# The Any Size, Any Yarn, Any Needle Hat (Knit)



## dorfor (May 4, 2013)

Measure the head, choose your yarn and needles, calculate number of stitches & style, knit and then choose the finish you want - nice easy hat!

http://www.pattern-knit.com/knitting-blog/knitting-patterns/beginner-patterns/easiest-beginner-hat-pattern-ever

From Pinterest - thanks Barbara


----------



## Mary Su 2 (Jan 6, 2012)

Another handy tool to have in our bag of tricks. Thank you!!


----------



## geeliz (Dec 26, 2012)

Thank you for this link, Barbara! Sure will come in handy for the newbies that are learning to knit hats that fit!


----------



## 23607 (Jun 6, 2011)

Thanks so much!


----------



## LadyBecket (Jun 26, 2012)

What a neat idea!! We all have lots of left over yarns in different sizes and this is a great way to use it up!!!!!! Thank you!!!


----------



## dorfor (May 4, 2013)

geeliz said:


> Thank you for this link, Barbara! Sure will come in handy for the newbies that are learning to knit hats that fit!


That's what I thought too. I'm Doreen, Barbara posted it on Pinterest so I thought I'd acknowledge that.


----------



## scottishlass (Jul 12, 2012)

Stash buster for sure Thank you :thumbup:


----------



## SouthernGirl (Dec 28, 2011)

Thank you.


----------



## whitetail (Feb 19, 2011)

Thanks for sharing


----------



## Susan from NC (Jan 23, 2013)

Good link. Thank you for sharing.


----------



## kyterp (Mar 3, 2011)

Wonderful. Thanks a bunch!


----------



## sibergirl (May 4, 2011)

Thanks! I still have 2 hats to go and this will be helpful.


----------



## Joycie48 (May 17, 2011)

Thanks for the link.


----------



## yona (Feb 7, 2011)

Thank you.


----------



## janielha (Dec 20, 2012)

I've saved this. Thank you!


----------



## Jeanie L (Sep 27, 2011)

Thank you...


----------

Dataset content —
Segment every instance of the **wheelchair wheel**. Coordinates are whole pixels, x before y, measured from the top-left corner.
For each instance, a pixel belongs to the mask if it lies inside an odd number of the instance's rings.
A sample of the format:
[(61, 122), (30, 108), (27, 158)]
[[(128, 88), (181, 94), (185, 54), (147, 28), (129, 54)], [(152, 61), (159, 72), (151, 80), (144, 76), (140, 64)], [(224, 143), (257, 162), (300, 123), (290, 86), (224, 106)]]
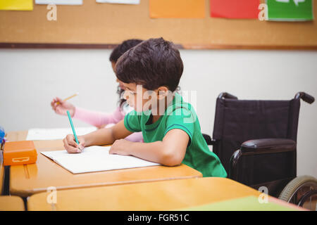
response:
[(315, 211), (317, 210), (317, 179), (311, 176), (296, 177), (287, 184), (278, 198)]

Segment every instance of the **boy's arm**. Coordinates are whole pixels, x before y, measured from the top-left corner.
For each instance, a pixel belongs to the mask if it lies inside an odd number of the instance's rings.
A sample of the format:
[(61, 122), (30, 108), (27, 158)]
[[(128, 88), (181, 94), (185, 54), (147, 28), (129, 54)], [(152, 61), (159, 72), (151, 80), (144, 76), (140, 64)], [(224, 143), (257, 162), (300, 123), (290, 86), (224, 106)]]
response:
[(170, 130), (161, 141), (133, 143), (126, 140), (116, 141), (109, 153), (137, 158), (166, 166), (180, 165), (186, 153), (189, 137), (179, 129)]
[(73, 134), (66, 136), (63, 142), (65, 149), (68, 153), (80, 153), (80, 149), (82, 149), (83, 147), (111, 144), (116, 140), (124, 139), (131, 134), (132, 132), (125, 128), (123, 120), (111, 127), (101, 129), (86, 135), (78, 136), (79, 145), (75, 142)]

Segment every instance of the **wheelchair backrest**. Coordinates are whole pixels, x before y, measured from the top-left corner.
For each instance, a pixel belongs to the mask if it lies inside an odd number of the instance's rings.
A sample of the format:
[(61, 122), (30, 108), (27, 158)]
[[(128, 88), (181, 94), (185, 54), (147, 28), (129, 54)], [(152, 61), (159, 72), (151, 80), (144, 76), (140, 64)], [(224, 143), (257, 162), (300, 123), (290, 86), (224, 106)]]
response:
[(300, 98), (250, 101), (218, 98), (213, 152), (227, 172), (232, 153), (251, 139), (290, 139), (297, 142)]

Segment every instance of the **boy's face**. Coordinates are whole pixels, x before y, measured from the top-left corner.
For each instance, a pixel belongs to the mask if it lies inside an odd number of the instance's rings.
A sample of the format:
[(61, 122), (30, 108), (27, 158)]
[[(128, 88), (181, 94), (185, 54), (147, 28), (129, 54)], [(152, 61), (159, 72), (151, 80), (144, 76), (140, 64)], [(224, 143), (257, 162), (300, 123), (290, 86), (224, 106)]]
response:
[(127, 100), (129, 105), (137, 112), (156, 109), (158, 106), (159, 101), (165, 97), (164, 94), (158, 95), (158, 93), (168, 92), (168, 89), (165, 86), (151, 91), (135, 83), (127, 84), (122, 82), (122, 84), (125, 89), (123, 98)]
[(137, 112), (142, 112), (144, 110), (144, 105), (145, 105), (149, 99), (144, 99), (143, 96), (147, 92), (147, 89), (142, 86), (142, 85), (137, 85), (135, 83), (123, 83), (125, 93), (123, 98), (127, 100), (129, 105), (135, 109)]

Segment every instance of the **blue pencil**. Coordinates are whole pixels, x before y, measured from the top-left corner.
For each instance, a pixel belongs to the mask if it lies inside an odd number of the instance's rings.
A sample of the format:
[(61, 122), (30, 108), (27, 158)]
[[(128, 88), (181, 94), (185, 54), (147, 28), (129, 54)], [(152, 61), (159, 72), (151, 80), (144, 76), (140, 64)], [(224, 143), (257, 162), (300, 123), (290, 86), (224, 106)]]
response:
[(79, 145), (78, 139), (77, 139), (76, 132), (75, 132), (74, 125), (73, 124), (72, 117), (70, 117), (70, 114), (69, 113), (68, 110), (67, 110), (67, 115), (68, 115), (69, 122), (70, 123), (70, 126), (72, 127), (73, 134), (74, 134), (75, 140), (76, 140), (77, 144)]

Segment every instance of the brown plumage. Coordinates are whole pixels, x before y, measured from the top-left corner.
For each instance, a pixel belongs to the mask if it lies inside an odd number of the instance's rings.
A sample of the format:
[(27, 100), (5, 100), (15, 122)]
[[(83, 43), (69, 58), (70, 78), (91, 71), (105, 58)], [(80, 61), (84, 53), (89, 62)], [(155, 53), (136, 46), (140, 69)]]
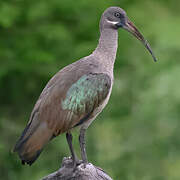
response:
[(42, 91), (30, 120), (17, 141), (14, 152), (22, 163), (31, 165), (43, 147), (66, 132), (74, 165), (78, 163), (72, 148), (71, 130), (80, 126), (80, 149), (84, 163), (85, 130), (106, 106), (113, 85), (118, 29), (123, 28), (138, 38), (155, 57), (148, 42), (119, 7), (110, 7), (100, 21), (100, 39), (95, 51), (60, 70)]

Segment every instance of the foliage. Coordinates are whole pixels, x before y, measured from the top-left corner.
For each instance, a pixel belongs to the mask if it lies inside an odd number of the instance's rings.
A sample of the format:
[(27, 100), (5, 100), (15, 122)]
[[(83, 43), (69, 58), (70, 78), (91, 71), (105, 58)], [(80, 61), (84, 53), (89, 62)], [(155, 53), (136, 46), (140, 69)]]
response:
[(116, 5), (147, 37), (159, 61), (120, 30), (112, 96), (87, 132), (89, 161), (116, 180), (179, 179), (178, 0), (0, 1), (1, 179), (40, 179), (69, 155), (64, 135), (31, 167), (22, 166), (11, 149), (50, 77), (92, 52), (101, 13)]

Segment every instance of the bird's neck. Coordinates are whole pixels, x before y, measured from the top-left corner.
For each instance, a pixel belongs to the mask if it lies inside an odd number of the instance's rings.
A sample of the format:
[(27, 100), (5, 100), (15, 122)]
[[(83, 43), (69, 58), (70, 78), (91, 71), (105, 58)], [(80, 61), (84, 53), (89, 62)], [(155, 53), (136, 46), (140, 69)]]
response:
[(94, 56), (97, 57), (102, 63), (114, 65), (116, 59), (116, 52), (118, 47), (118, 31), (115, 29), (103, 29), (99, 38), (99, 43)]

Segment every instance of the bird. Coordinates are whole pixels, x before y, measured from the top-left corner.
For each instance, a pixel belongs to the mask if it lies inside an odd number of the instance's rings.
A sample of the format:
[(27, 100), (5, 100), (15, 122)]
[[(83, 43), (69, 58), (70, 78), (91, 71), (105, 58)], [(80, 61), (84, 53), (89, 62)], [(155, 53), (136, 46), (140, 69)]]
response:
[(81, 163), (88, 163), (86, 130), (107, 105), (111, 95), (119, 29), (130, 32), (141, 41), (157, 61), (148, 41), (122, 8), (107, 8), (101, 16), (99, 29), (100, 38), (95, 50), (57, 72), (40, 94), (13, 149), (22, 164), (32, 165), (49, 141), (65, 133), (76, 167), (80, 163), (72, 146), (72, 132), (76, 128), (79, 129)]

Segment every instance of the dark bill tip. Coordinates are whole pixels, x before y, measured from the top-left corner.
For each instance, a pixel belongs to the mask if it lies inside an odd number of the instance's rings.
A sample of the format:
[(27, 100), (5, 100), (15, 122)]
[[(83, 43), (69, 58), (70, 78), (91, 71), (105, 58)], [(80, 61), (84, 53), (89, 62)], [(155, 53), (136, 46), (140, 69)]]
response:
[(147, 40), (144, 39), (143, 35), (139, 32), (136, 26), (129, 19), (127, 20), (123, 28), (127, 30), (128, 32), (130, 32), (131, 34), (133, 34), (138, 40), (140, 40), (144, 44), (146, 49), (149, 51), (149, 53), (151, 54), (154, 62), (157, 62), (157, 59), (154, 53), (152, 52), (150, 44), (148, 43)]

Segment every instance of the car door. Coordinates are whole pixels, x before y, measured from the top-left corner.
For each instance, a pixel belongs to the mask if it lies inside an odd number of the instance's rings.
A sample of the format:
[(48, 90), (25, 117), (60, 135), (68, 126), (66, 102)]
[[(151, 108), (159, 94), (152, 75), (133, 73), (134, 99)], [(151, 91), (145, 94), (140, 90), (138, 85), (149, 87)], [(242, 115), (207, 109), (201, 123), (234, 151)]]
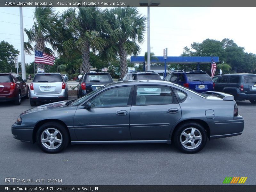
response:
[(170, 87), (160, 85), (135, 86), (130, 112), (133, 140), (167, 140), (180, 118), (180, 105)]
[(132, 86), (111, 88), (87, 102), (91, 108), (78, 108), (74, 126), (79, 141), (131, 140), (129, 120)]

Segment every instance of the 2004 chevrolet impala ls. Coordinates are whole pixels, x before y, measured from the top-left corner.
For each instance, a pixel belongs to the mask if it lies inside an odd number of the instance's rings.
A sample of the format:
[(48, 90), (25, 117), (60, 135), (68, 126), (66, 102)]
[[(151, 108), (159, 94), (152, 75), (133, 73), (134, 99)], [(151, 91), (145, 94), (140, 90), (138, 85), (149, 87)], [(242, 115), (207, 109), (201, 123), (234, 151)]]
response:
[(207, 138), (241, 135), (243, 117), (233, 96), (199, 94), (169, 82), (113, 83), (80, 99), (39, 106), (22, 113), (12, 127), (15, 139), (36, 142), (48, 153), (70, 143), (165, 143), (198, 152)]

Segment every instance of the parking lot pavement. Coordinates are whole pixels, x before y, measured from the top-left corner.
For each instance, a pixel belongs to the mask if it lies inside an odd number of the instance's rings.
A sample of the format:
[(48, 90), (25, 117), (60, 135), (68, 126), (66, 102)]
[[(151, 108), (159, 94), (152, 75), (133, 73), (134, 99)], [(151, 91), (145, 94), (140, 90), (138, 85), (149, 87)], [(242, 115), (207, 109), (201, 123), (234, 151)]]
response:
[[(184, 154), (163, 144), (72, 145), (62, 152), (48, 154), (36, 145), (12, 138), (11, 126), (19, 115), (31, 108), (0, 103), (0, 185), (6, 177), (59, 179), (62, 185), (222, 185), (226, 177), (247, 177), (256, 184), (256, 105), (238, 102), (244, 118), (240, 136), (208, 141), (194, 154)], [(29, 185), (31, 183), (14, 184)]]

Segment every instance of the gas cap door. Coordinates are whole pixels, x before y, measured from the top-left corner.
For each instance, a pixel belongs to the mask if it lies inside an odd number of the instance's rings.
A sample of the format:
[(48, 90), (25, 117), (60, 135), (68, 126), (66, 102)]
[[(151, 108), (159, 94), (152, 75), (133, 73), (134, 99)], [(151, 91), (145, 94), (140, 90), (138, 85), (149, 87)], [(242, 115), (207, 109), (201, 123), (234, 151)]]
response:
[(207, 119), (214, 119), (215, 116), (214, 114), (214, 111), (206, 110), (205, 111), (205, 116)]

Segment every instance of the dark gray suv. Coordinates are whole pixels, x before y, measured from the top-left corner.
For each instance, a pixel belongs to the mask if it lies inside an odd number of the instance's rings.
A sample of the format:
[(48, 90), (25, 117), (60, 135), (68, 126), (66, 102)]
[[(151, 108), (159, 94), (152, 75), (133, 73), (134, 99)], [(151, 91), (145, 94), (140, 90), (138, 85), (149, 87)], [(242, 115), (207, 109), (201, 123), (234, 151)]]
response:
[(212, 79), (215, 91), (232, 95), (236, 100), (249, 100), (256, 103), (256, 74), (228, 74), (215, 76)]

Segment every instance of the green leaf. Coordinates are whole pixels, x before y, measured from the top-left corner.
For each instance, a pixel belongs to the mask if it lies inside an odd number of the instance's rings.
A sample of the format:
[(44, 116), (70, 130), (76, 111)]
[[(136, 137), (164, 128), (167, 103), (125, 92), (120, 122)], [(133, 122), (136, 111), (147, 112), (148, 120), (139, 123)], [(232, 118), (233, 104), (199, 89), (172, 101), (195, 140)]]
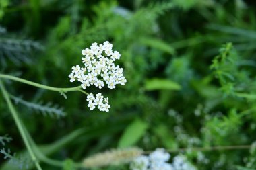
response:
[(145, 89), (152, 90), (180, 90), (181, 87), (177, 83), (168, 79), (152, 79), (146, 81)]
[(71, 159), (67, 159), (64, 161), (63, 170), (75, 170), (74, 163)]
[(137, 142), (145, 134), (148, 124), (140, 119), (136, 119), (125, 129), (121, 137), (118, 147), (127, 148)]
[(236, 166), (237, 170), (256, 170), (255, 169), (251, 169), (248, 167), (243, 167), (241, 166)]
[(158, 38), (143, 38), (141, 39), (141, 43), (149, 47), (167, 52), (170, 54), (174, 54), (175, 53), (174, 48), (166, 42)]
[(177, 148), (177, 144), (173, 138), (174, 134), (170, 132), (170, 128), (164, 124), (160, 124), (154, 128), (154, 132), (161, 140), (163, 146), (166, 148)]

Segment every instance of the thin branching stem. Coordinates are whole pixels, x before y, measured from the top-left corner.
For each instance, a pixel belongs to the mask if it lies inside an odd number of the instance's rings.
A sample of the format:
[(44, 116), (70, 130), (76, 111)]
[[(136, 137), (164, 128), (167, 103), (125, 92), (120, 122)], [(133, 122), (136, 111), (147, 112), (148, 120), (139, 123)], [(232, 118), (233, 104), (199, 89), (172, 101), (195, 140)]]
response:
[(13, 106), (13, 103), (11, 103), (10, 97), (9, 96), (8, 93), (7, 92), (7, 91), (5, 89), (5, 87), (4, 85), (3, 84), (3, 83), (1, 80), (0, 80), (0, 88), (1, 88), (1, 91), (3, 93), (3, 97), (5, 98), (5, 101), (7, 103), (7, 105), (9, 107), (9, 109), (11, 113), (11, 115), (13, 117), (14, 121), (15, 121), (15, 122), (17, 125), (17, 127), (20, 131), (20, 133), (22, 136), (22, 140), (24, 142), (26, 147), (27, 148), (28, 151), (28, 153), (31, 157), (31, 159), (34, 163), (37, 169), (38, 170), (42, 170), (42, 168), (41, 168), (40, 165), (39, 165), (39, 163), (38, 163), (38, 160), (37, 160), (37, 159), (34, 155), (34, 151), (32, 148), (32, 147), (30, 146), (29, 142), (28, 142), (28, 140), (26, 138), (26, 132), (24, 132), (24, 128), (22, 127), (22, 120), (19, 118), (14, 106)]
[[(23, 125), (24, 127), (24, 126)], [(33, 148), (35, 154), (38, 157), (39, 159), (40, 159), (42, 161), (49, 164), (55, 167), (63, 167), (64, 165), (64, 162), (62, 161), (55, 160), (51, 158), (47, 157), (43, 153), (41, 152), (41, 151), (38, 148), (37, 145), (35, 144), (34, 140), (31, 137), (30, 134), (28, 133), (28, 130), (24, 128), (24, 131), (26, 132), (26, 135), (27, 136), (27, 138), (28, 139), (28, 141)], [(72, 134), (73, 135), (79, 135), (82, 134), (84, 132), (83, 129), (79, 129), (74, 132)], [(77, 168), (83, 167), (83, 166), (81, 165), (81, 163), (75, 163), (75, 166)]]
[(41, 85), (40, 83), (37, 83), (31, 81), (28, 81), (24, 79), (21, 79), (15, 76), (12, 75), (4, 75), (4, 74), (0, 74), (0, 78), (1, 79), (10, 79), (15, 81), (18, 81), (22, 83), (25, 83), (29, 85), (34, 86), (40, 89), (44, 89), (46, 90), (50, 90), (50, 91), (58, 91), (60, 93), (66, 93), (69, 91), (78, 91), (84, 94), (88, 95), (88, 93), (86, 91), (83, 91), (81, 89), (82, 87), (81, 86), (77, 86), (74, 87), (70, 87), (70, 88), (59, 88), (59, 87), (54, 87), (51, 86), (48, 86), (48, 85)]

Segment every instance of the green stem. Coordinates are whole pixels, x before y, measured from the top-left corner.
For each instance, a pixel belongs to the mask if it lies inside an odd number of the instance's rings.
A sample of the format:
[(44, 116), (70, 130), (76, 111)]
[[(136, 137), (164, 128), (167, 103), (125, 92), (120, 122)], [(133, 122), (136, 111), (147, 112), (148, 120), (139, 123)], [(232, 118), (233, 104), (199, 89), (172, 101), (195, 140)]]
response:
[[(23, 126), (24, 126), (23, 125)], [(25, 128), (24, 128), (24, 130), (25, 131), (26, 135), (27, 136), (27, 138), (28, 139), (28, 141), (29, 141), (30, 145), (33, 148), (35, 154), (36, 155), (36, 156), (38, 157), (39, 159), (40, 159), (42, 161), (46, 163), (48, 163), (49, 165), (53, 165), (55, 167), (63, 167), (63, 165), (64, 165), (63, 161), (50, 159), (50, 158), (47, 157), (44, 153), (42, 153), (41, 152), (41, 151), (40, 151), (38, 147), (36, 146), (35, 142), (34, 142), (34, 140), (32, 138), (32, 137), (31, 137), (30, 134), (28, 133), (28, 130)], [(82, 134), (82, 132), (84, 132), (84, 130), (80, 129), (80, 130), (78, 130), (77, 131), (75, 131), (73, 134), (77, 135), (79, 134)], [(75, 166), (77, 168), (84, 167), (81, 165), (81, 163), (75, 163)]]
[(30, 155), (31, 159), (34, 161), (36, 168), (38, 170), (42, 170), (41, 167), (40, 166), (36, 156), (34, 153), (34, 151), (32, 148), (30, 147), (30, 145), (29, 144), (29, 142), (26, 138), (26, 132), (24, 130), (24, 128), (22, 127), (22, 123), (21, 120), (20, 119), (16, 110), (15, 110), (14, 106), (13, 105), (10, 99), (10, 97), (9, 96), (5, 86), (3, 85), (2, 81), (0, 80), (0, 87), (1, 90), (3, 93), (3, 97), (5, 98), (6, 102), (7, 103), (7, 105), (9, 107), (9, 109), (10, 110), (10, 112), (11, 113), (12, 116), (13, 117), (14, 121), (18, 126), (18, 128), (20, 131), (20, 133), (22, 136), (22, 140), (25, 143), (26, 147), (27, 148), (29, 154)]
[(37, 87), (38, 88), (44, 89), (46, 90), (51, 90), (51, 91), (59, 91), (59, 92), (68, 92), (68, 91), (77, 91), (81, 89), (81, 86), (77, 86), (75, 87), (71, 87), (71, 88), (59, 88), (59, 87), (53, 87), (48, 85), (41, 85), (37, 83), (34, 83), (33, 81), (25, 80), (19, 77), (16, 77), (12, 75), (3, 75), (0, 74), (0, 78), (2, 79), (11, 79), (16, 81), (19, 81), (27, 85), (30, 85), (32, 86)]

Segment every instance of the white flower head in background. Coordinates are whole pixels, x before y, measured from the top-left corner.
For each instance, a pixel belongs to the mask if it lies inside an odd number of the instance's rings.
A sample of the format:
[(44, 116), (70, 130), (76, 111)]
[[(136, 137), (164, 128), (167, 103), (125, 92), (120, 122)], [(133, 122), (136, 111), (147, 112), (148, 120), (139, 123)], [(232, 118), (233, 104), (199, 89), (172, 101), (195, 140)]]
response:
[(139, 156), (130, 164), (131, 170), (197, 170), (187, 159), (179, 155), (173, 158), (172, 163), (168, 163), (170, 155), (163, 148), (157, 148), (148, 156)]
[(147, 156), (140, 156), (131, 162), (131, 170), (174, 170), (167, 163), (170, 155), (162, 148), (157, 148)]
[[(92, 43), (90, 48), (82, 50), (82, 60), (84, 67), (79, 65), (72, 67), (72, 71), (69, 75), (70, 81), (78, 81), (83, 89), (90, 85), (101, 89), (106, 85), (112, 89), (117, 85), (124, 85), (127, 80), (123, 73), (123, 69), (114, 63), (120, 59), (121, 54), (117, 51), (113, 51), (112, 47), (112, 44), (106, 41), (98, 45), (96, 42)], [(90, 93), (87, 101), (91, 110), (98, 106), (100, 111), (108, 112), (110, 108), (108, 98), (104, 98), (101, 93), (98, 93), (95, 97)]]

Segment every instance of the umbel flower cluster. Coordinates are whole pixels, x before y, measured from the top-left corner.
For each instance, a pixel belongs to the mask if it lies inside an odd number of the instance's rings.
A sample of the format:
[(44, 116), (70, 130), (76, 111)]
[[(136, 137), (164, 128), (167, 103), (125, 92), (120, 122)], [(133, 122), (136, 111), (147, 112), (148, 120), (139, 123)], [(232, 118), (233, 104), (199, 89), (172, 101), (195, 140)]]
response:
[(170, 155), (162, 148), (158, 148), (148, 156), (135, 158), (130, 164), (131, 170), (196, 170), (183, 155), (174, 157), (172, 163), (168, 161)]
[[(79, 65), (72, 67), (72, 71), (69, 75), (70, 81), (78, 81), (83, 89), (90, 85), (101, 89), (106, 85), (112, 89), (118, 84), (124, 85), (127, 80), (123, 73), (123, 69), (114, 64), (115, 60), (120, 59), (121, 54), (117, 51), (113, 51), (112, 48), (112, 44), (106, 41), (98, 45), (93, 43), (90, 49), (82, 50), (82, 60), (84, 67)], [(104, 98), (100, 93), (96, 97), (90, 93), (87, 101), (91, 110), (98, 106), (100, 111), (108, 112), (110, 108), (108, 98)]]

Work to do — Repeat everything in the hat pattern thread from "Measure the head, choose" down to "(Jan 6, 2012)", word for word.

Finished task —
Measure the head, choose your yarn and needles, calculate number of stitches & style, knit and then choose the finish you want - nice easy hat!

http://www.pattern-knit.com/knitting-blog/knitting-patterns/beginner-patterns/easiest-beginner-hat-pattern-ever

From Pinterest - thanks Barbara


----------



## Mary Su 2 (Jan 6, 2012)